▸ **Goals**
1. In the guide on build flags and Perl modules, which compile flags should replace -march=native so the built application runs on both processors?
2. Carry on the guide on build flags and Perl modules from the point where its text stops.

▸ **Excerpt**
--- start ---
In some c or c++ applications, the performance-optimized flags may be introduced from the application document or in the configuration, such as -march=native. To enable the built application running on both processors, these native should be removed from compile options or set the flags as -mtune=generic -march=x86-64, which are usually default value if these flags are not set.
The following login commands can provide different processors to test on the built.
qlogin_intel
qlogin_amd
How to install a Perl module
A convenient way to build and install perl modules is to use CPAN, which can be used to install Perl modules in the user's home directory. We suggest that you do this installation in an interactive session.
1. Start an interactive session with
qlogin
2. Decide where you want the perl modules to be installed, e.g. ~/perlmods, and create this directory if it does not exist yet
mkdir ~/perlmods
3. Load the perl module that you want to use, e.g. Perl/5.30.0-GCCcore-8.3.0
module load Perl/5.30.0-GCCcore-8.3.0
4. Start the CPAN shell with
cpan
When you start cpan for the first time, some configurations will be set (unless you already have configurations set in ~/.cpan/CPAN/MyConfig.pm):
cpan CPAN.pm requires configuration, but most of it can be done automatically. If you answer 'no' below, you will enter an interactive dialog for each configuration option instead. Would you like to configure as much as possible automatically? [yes] Autoconfiguration complete. commit: wrote '/home/MyID/.cpan/CPAN/MyConfig.pm' You can re-run configuration any time with 'o conf init' in the CPAN shell cpan shell -- CPAN exploration and modules installation (v2.14) Enter 'h' for help. cpan[1]>
Note that in the above commit output: 'wrote /home/MyID/.cpan/CPAN/MyConfig.pm', MyID is replaced by your own MyID.
--- end ---
▸ **Provided records**
--- start ---
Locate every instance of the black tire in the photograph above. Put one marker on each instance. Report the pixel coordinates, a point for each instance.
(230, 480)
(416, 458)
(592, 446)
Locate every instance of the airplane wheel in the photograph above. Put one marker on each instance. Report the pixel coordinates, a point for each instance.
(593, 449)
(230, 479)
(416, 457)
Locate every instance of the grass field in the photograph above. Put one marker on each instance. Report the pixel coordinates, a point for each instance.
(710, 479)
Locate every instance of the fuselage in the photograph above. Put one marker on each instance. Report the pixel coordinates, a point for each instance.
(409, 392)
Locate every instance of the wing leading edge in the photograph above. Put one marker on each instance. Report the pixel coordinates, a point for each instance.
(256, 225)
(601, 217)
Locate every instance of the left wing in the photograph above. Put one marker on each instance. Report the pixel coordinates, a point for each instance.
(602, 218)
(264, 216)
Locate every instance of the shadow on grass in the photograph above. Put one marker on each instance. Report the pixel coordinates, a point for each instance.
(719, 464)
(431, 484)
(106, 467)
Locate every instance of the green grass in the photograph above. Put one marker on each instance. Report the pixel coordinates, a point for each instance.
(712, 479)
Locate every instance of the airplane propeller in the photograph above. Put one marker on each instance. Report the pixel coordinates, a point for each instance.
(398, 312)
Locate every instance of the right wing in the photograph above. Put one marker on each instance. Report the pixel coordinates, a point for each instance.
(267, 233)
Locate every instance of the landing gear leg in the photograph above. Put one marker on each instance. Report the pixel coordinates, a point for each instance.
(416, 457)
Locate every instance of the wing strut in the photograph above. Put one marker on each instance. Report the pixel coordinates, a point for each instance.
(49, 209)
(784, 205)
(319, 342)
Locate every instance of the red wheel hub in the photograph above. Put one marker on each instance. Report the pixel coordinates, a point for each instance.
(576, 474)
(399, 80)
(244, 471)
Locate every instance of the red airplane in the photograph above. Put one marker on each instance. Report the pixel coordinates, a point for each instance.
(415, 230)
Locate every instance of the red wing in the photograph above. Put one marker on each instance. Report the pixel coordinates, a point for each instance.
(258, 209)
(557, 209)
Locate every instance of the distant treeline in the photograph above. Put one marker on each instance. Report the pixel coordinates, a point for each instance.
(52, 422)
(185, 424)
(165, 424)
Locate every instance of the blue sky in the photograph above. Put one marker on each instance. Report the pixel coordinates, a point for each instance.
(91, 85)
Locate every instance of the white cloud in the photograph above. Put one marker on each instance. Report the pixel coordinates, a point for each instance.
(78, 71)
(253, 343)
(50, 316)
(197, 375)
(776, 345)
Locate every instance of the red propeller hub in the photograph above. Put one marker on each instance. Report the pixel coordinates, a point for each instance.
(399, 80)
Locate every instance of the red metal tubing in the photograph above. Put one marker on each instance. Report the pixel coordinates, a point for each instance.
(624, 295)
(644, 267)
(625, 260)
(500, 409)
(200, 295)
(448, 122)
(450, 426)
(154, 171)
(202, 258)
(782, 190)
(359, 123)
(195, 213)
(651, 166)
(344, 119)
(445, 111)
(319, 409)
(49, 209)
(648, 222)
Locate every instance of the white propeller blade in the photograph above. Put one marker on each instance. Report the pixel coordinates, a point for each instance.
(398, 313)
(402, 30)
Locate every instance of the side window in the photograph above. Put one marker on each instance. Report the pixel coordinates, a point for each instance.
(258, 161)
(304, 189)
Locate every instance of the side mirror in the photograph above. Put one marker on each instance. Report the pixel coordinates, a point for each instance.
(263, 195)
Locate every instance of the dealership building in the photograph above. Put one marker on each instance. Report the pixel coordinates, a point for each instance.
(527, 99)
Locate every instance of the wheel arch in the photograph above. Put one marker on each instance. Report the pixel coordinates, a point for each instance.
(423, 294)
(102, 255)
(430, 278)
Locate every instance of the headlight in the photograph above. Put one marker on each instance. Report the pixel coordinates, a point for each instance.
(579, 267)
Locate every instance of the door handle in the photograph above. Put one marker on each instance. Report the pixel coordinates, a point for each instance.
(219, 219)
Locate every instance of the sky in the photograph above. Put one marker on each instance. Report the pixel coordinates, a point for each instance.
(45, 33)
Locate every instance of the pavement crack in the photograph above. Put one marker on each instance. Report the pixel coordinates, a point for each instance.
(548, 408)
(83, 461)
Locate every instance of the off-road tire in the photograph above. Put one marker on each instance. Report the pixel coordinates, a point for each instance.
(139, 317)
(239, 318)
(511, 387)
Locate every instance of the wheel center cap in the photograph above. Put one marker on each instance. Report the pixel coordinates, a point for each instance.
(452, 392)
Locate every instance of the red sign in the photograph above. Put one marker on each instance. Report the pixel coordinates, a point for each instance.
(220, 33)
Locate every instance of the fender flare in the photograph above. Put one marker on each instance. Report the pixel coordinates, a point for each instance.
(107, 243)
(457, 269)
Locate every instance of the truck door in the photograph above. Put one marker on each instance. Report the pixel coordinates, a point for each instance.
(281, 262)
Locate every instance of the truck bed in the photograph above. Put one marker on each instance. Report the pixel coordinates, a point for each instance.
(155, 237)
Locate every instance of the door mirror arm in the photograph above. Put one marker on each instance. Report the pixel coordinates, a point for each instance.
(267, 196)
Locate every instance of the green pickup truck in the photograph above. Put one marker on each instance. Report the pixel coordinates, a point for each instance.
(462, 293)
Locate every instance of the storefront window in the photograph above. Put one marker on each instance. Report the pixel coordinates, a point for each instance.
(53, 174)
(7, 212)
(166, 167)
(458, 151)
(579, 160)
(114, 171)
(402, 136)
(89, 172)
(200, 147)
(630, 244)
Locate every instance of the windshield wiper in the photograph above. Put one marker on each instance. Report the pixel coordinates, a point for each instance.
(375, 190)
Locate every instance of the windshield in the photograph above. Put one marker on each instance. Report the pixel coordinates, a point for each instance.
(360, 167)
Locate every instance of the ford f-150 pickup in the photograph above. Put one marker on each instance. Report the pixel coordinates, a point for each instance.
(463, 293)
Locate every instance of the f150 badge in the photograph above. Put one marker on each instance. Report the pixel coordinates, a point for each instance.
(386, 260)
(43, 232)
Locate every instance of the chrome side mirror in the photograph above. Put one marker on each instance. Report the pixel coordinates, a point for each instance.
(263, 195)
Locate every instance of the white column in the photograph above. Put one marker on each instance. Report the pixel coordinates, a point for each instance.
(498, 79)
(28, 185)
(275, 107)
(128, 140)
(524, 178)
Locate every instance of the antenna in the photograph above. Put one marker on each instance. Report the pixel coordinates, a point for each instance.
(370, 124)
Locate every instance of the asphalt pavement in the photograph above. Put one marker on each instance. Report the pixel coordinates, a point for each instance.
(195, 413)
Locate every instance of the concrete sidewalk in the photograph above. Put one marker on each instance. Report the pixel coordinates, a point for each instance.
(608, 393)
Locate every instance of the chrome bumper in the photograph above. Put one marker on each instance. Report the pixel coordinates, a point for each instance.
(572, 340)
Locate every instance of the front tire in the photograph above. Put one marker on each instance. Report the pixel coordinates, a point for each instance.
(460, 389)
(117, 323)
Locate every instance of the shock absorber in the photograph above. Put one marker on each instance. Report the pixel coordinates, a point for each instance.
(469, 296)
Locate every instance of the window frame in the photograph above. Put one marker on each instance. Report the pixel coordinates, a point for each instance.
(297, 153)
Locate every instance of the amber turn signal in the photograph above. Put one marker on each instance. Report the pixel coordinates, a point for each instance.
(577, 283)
--- end ---
▸ **Task-by-task outputs**
1. -mtune=generic -march=x86-64

2.
5. From within the CPAN shell, enter the following two (2) commands to specify the installation directory:
cpan[1]> o conf mbuildpl_arg "--install_base /home/MyID/perlmods" mbuildpl_arg [--install_base /home/MyID/perlmods] Please use 'o conf commit' to make the config permanent! cpan[2]> o conf makepl_arg "PREFIX=/home/MyID/perlmods" makepl_arg [PREFIX=/home/MyID/perlmods] Please use 'o conf commit' to make the config permanent! cpan[3]>
Note that in the two commands above you will need to replace MyID by your own MyID and change perlmods if you are using a different directory name. If you want to set the above installation path as the default one, you can make the settings above permanent by entering "o conf commit". If this is not done, you will need to reset this value every time you restart CPAN. If you do make the settings permanent, you can always change them later and re-commit as shown above.
6. To install a module (for example, if you want to install "IO::CaptureOutput") enter:
cpan[3]> install IO::CaptureOutput
Respond to any prompts for information that might be requested. When you are finished, enter:
cpan[4]> quit
7. After you have successfully installed a local Perl module, set the PERL5LIB environmental variable to tell Perl where to find the module. For example:
export PERL5LIB=/home/MyID/perlmods:$PERL5LIB
where /home/MyID/perlmods has to be replaced by the path to your installation directory.
You can add this export command to your .bashrc file if you'd like to ensure that this PERL5LIB environment variable is always set when you login and for your non-interactive scripts. If this export line is not added in your .bashrc file, you can add it to your job submission scripts. You can also define a module file where this variable is defined.
How to install Python packages
To check what Python versions are installed:
module spider Python
Make sure the right Python version you need is loaded, for example, Python/3.8.2-GCCcore-8.3.0:
module load Python/3.8.2-GCCcore-8.3.0
Most Python versions have commands such as "python" and "pip", some versions have version concatenate after command, such as "python2.7", "python3", "pip3" etc.. So after Python module is loaded, usually we can check if it is the right command by:
which python which pip which pip3 (Python3 only)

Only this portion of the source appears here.